| EXERCISE REQUIREMENTS |
a – In the post on hyphenation tables, what keyboard does it say Russians always have?
b – Copy everything from "It seems to" down to "damage to OT1)." in the post on hyphenation tables, swapping "lucky accident" for "happy coincidence".

| SELECTED EXCERPT |
····················

Laurent Siebenmann
Sat, 10 Feb 2001
Marcel, Frank

 M> - Hyphenation tables should really be Unicode (so possibly UTF8
 >   encoded).  They are logically neither input nor output encoding
 >   related, and should work regardless whether either refers to a
 >   castrated font set.

I would add that they are in a similar sense not even TeX related.

 F> In other words you have a hyphenation file, say for German, which
 > can be used with T1 encoding but also with OT1 encoding by simply
 > removing all patterns which contain references to umlauts or sharp
 > s.

It seems to be common practice (for French, German...) to even use
the *same hyphenation trie* for OT1 and T1?  This is something of a
lucky accident, but I think it works well (no damage at all to T1
hyphenation, no big damage to OT1).

 > writing in a cyrillic languages where i want to use both in text as
 > in math cyrillic letters

I suspect this need is rare since Russian math is 99% Latin
and Greek and international math symbols. So typing $\Sh$
for a rare Shafarevitz symbol is pretty adequate notation.
Russians always have the full US ASCII keyboard.

More problematic is the situation for ordinary text in
Serbian and Macedonian.  There are official (heavily
accented) Latin and (mostly unaccented) Cyrillic versions
even of the same text; and I expect both typographies often
appear in the same document. There is not much problem
typing such a document in MicrosoftWord or any similar
wordprocessor, and extracting the typescript as 8-bit text,
for TeXing. But moving the 8-bit text to Linux or Mac with
its two meshed and system dependent 8-bit encodings must be

ASCII is the royal road to portability.


                          Laurent S

····················

| DATA EXTRACT |
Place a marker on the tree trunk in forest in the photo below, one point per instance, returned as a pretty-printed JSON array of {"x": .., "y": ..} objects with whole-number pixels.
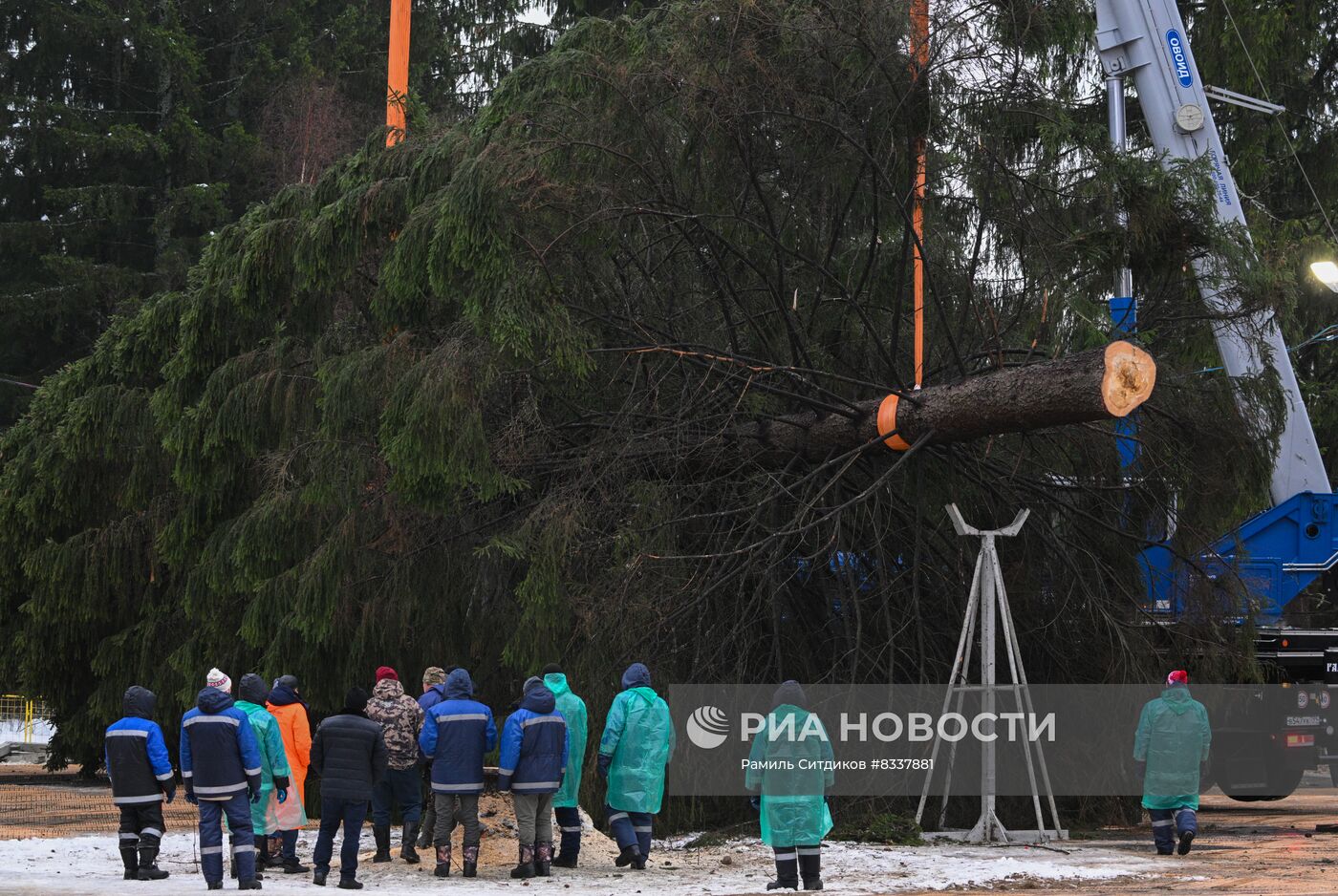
[{"x": 1080, "y": 388}]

····················

| RESULTS OF THE TASKS |
a – The full US ASCII keyboard.

b –
It seems to be common practice (for French, German...) to even use
the *same hyphenation trie* for OT1 and T1?  This is something of a
happy coincidence, but I think it works well (no damage at all to T1
hyphenation, no big damage to OT1).